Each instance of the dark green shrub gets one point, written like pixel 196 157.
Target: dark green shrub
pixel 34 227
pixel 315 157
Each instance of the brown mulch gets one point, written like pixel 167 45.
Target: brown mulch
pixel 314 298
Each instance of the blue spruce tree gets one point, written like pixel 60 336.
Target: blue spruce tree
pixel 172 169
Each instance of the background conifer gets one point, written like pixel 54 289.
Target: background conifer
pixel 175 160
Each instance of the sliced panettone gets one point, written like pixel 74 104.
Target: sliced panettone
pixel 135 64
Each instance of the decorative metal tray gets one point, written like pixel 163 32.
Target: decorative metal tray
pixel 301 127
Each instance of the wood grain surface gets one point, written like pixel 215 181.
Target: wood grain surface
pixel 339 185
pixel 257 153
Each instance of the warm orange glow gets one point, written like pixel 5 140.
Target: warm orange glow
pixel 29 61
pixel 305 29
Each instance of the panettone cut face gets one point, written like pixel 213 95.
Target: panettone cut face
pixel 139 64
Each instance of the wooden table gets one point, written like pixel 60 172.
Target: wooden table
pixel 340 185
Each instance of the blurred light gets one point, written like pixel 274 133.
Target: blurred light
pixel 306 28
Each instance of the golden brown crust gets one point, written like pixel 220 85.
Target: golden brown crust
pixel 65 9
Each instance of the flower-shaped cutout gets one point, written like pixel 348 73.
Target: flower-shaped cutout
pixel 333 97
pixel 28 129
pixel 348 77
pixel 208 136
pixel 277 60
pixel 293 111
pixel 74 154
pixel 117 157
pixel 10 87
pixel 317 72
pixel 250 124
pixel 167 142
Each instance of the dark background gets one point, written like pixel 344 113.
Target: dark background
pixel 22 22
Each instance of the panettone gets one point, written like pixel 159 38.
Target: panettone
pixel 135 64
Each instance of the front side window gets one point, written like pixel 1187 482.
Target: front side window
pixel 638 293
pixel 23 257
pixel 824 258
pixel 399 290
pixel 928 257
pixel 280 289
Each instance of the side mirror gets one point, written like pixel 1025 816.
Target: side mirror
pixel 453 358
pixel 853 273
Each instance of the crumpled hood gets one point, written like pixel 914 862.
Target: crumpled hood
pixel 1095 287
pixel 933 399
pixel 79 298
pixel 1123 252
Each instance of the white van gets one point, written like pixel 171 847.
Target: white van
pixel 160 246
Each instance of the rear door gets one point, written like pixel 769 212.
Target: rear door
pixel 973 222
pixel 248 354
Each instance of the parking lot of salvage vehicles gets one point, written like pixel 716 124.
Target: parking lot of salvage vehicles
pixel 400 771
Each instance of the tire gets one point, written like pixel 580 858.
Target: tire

----

**EXERCISE DETAILS:** Repeat every entry exactly as written above.

**TASK ANSWER:**
Each instance of the dark green shrub gets one point, written like pixel 196 157.
Target: dark green shrub
pixel 34 227
pixel 315 157
Each instance of the brown mulch gets one point, written like pixel 167 45.
Target: brown mulch
pixel 314 298
Each instance of the blue spruce tree gets one point, written like pixel 60 336.
Target: blue spruce tree
pixel 172 169
Each instance of the background conifer gets one point, written like pixel 54 289.
Target: background conifer
pixel 175 160
Each instance of the sliced panettone gets one point, written like pixel 74 104.
Target: sliced panettone
pixel 135 64
Each instance of the decorative metal tray gets one point, written like pixel 163 32.
Target: decorative metal tray
pixel 301 127
Each instance of the wood grain surface gets one point, written like pixel 215 181.
Target: wood grain surface
pixel 339 185
pixel 257 153
Each instance of the warm orange glow gets one point, written like pixel 5 140.
Target: warm orange glow
pixel 29 61
pixel 305 29
Each instance of the panettone cut face gets one point, written like pixel 213 95.
Target: panettone cut face
pixel 139 64
Each instance of the wooden table gets one point, written like pixel 60 172.
Target: wooden table
pixel 340 185
Each instance of the blurred light gets one point, written like pixel 274 133.
Target: blurred light
pixel 306 28
Each instance of the golden brown crust gets one point, written like pixel 220 85.
Target: golden brown crust
pixel 65 9
Each instance of the flower-shaped cutout gets one point, written like pixel 348 73.
Target: flower-shaped cutout
pixel 333 97
pixel 28 129
pixel 348 77
pixel 208 136
pixel 277 60
pixel 293 111
pixel 74 154
pixel 117 157
pixel 10 87
pixel 317 72
pixel 250 124
pixel 167 142
Each instance of the dark background gets one point, written like pixel 344 113.
Target: dark background
pixel 22 22
Each instance of the panettone gets one point, written like pixel 159 38.
Target: panettone
pixel 135 64
Each instance of the front side window gets one point, written like pixel 1187 482.
Target: front side window
pixel 638 293
pixel 23 257
pixel 824 258
pixel 399 290
pixel 928 257
pixel 280 289
Each instance of the side mirror gets one point, written like pixel 1025 816.
Target: side mirror
pixel 453 358
pixel 853 273
Each instance of the crumpled hood gets one point, written like pixel 914 862.
Target: crumpled hood
pixel 1095 287
pixel 933 399
pixel 79 298
pixel 1123 252
Each instance of the white van gets one point, written like pixel 171 847.
Target: white van
pixel 160 246
Each instance of the rear door gets one point, written like pixel 769 212.
Target: rear door
pixel 973 222
pixel 248 354
Each instance of the parking lot of salvage vehicles gets one point, written like pixel 716 124.
Target: parking lot of salvage vehicles
pixel 400 771
Each instance of the tire gets one point, written like pixel 580 858.
Target: tire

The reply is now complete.